GIVEN TEXT:
------------------------------------

The same charges are often used in the crackdown on the LGBTQ community.

Denmark was the first country in the world to recognize same-sex marriage. In Egypt, the police arrested about 100 concert attendees last year for waving the rainbow flag.

The incident also tells us something about corruption in Egypt. In an opinion piece in Egypt’s state-owned newspaper Al Ahram, Ahmed Abdel Hakam wrote that in exchange of money everything is possible in Egypt.

Two suspects were arrested on charges of helping Hvid and his friend climb the pyramid.

One of the two, a woman, established contact between the Danish couple and the camel owner, who illegally transported them to the pyramid on the evening of November 29th for the price of 4,000 Egyptian pounds, around 1,500 kroner (200 euros), according to the Egyptian interior ministry.

“The moral that appears out of this story, even if it’s wrong, is that it is possible to commit any [act of] indecency or corruption as long as you find someone who helps you for [an amount] of money,” Hakam wrote.

------------------------------------

DATASET EXCERPT:
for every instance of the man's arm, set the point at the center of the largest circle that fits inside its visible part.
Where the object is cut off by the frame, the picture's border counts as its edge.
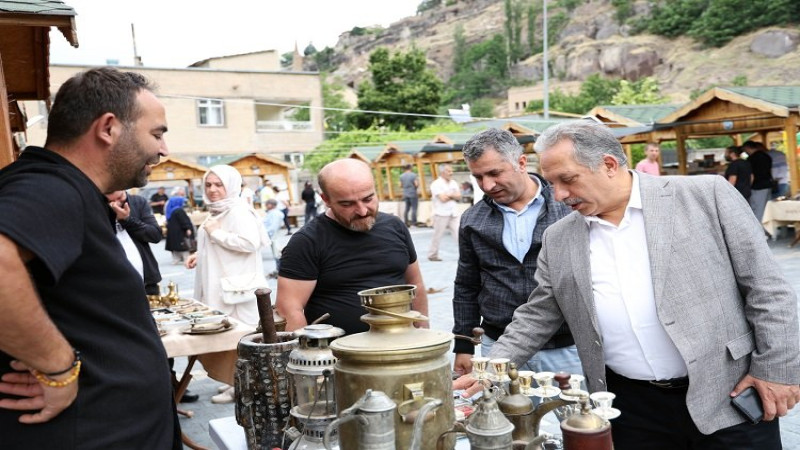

------------------------------------

PROBLEM STATEMENT: Transcribe from the Egypt pyramid text, starting with "The incident also" and going on through "Egyptian interior ministry.".

FINISHED TASK:
The incident also tells us something about corruption in Egypt. In an opinion piece in Egypt’s state-owned newspaper Al Ahram, Ahmed Abdel Hakam wrote that in exchange of money everything is possible in Egypt.

Two suspects were arrested on charges of helping Hvid and his friend climb the pyramid.

One of the two, a woman, established contact between the Danish couple and the camel owner, who illegally transported them to the pyramid on the evening of November 29th for the price of 4,000 Egyptian pounds, around 1,500 kroner (200 euros), according to the Egyptian interior ministry.